# DOCUMENT SECTION
** START **

C. Optical Path Loss Classes and Link Types

The four OPL classes specified for NG-PON2 systems are inherited from the XG-PON1 PMD recommendation, i.e., Nominal 1 (N1), Nominal 2 (N2), Extended 1 (E1), and Extended 2 (E2), as shown in Table I. These OPL classes enable reuse of an installed fiber infrastructure, based on WS-ODNs, for NG-PON2 systems. The Tx and Rx optical interface parameters for both TWDM and PtP WDM are specified to support these four OPL classes. The NG-PON2 N1 (14–29 dB) and E1 (18–33 dB) OPL classes are compatible with the G-PON B+ (13–28 dB) and C+ (17–32 dB) OPL classes, respectively, thus allowing coexistence of NG-PON2 and G-PON systems on the same ODN. The N1 class has similar optical interface power levels to those of the IEEE EPON PX30 and PR/PRX30 classes. The E1 class is specified with optical interface power levels similar to those of IEEE EPON PX40 and PR/PRX40 classes. Such commonality in optical specifications enables a higher volume for common optical submodules in two PON system types, which is expected to help minimize the costs.

As an implementation option, NG-PON2 includes two upstream TWDM link types, which differ in their optical interface parameters. The Type A link parameters are derived through an implicit assumption of not using an optical preamplifier at the OLT Rx. Conversely, the underlying assumption for a Type B link is for parameters commensurate with an optically preamplified OLT Rx. Therefore, the Type A link requires a more powerful ONU Tx, and the Type B link requires a higher OLT Rx sensitivity at the S/R-CG point. This allows more technology options for the NG-PON2 components. It should be noted that, although there are underlying assumptions about the OLT Rx in defining the interface parameters, the NG-PON2 PMD standard does not mandate any particular implementation.

** END **

# GIVEN EXERCISE A
Using the NG-PON2 excerpt, what are the answers to these?
(i) Which G-PON OPL class is the NG-PON2 E1 class compatible with?
(ii) The E1 class has optical interface power levels similar to which IEEE EPON classes?
(iii) Which upstream TWDM link type assumes an optically preamplified OLT Rx?
# GIVEN EXERCISE B
Can you transcribe the NG-PON2 excerpt, everything from "As an implementation" down to "any particular implementation."?

# RECORDED DATA
** START **

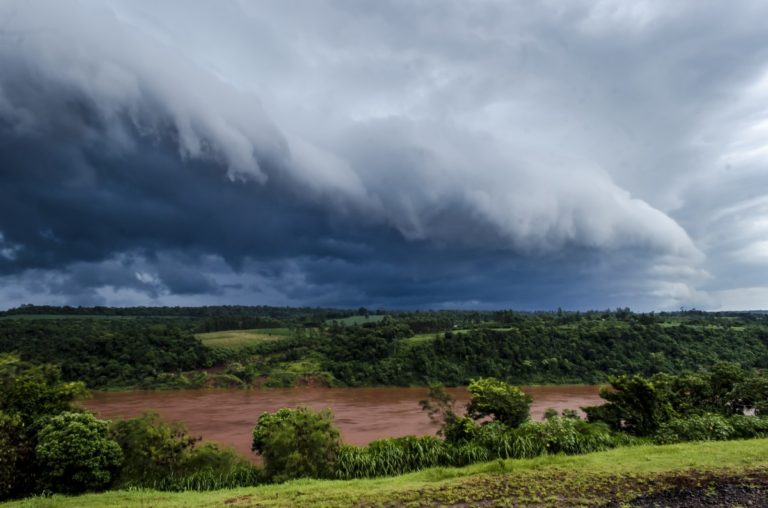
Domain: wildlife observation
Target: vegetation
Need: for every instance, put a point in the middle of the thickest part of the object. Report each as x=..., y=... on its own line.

** END **

# WORKED SOLUTION A
(i) C+ (17–32 dB)
(ii) PX40 and PR/PRX40
(iii) Type B

# WORKED SOLUTION B
As an implementation option, NG-PON2 includes two upstream TWDM link types, which differ in their optical interface parameters. The Type A link parameters are derived through an implicit assumption of not using an optical preamplifier at the OLT Rx. Conversely, the underlying assumption for a Type B link is for parameters commensurate with an optically preamplified OLT Rx. Therefore, the Type A link requires a more powerful ONU Tx, and the Type B link requires a higher OLT Rx sensitivity at the S/R-CG point. This allows more technology options for the NG-PON2 components. It should be noted that, although there are underlying assumptions about the OLT Rx in defining the interface parameters, the NG-PON2 PMD standard does not mandate any particular implementation.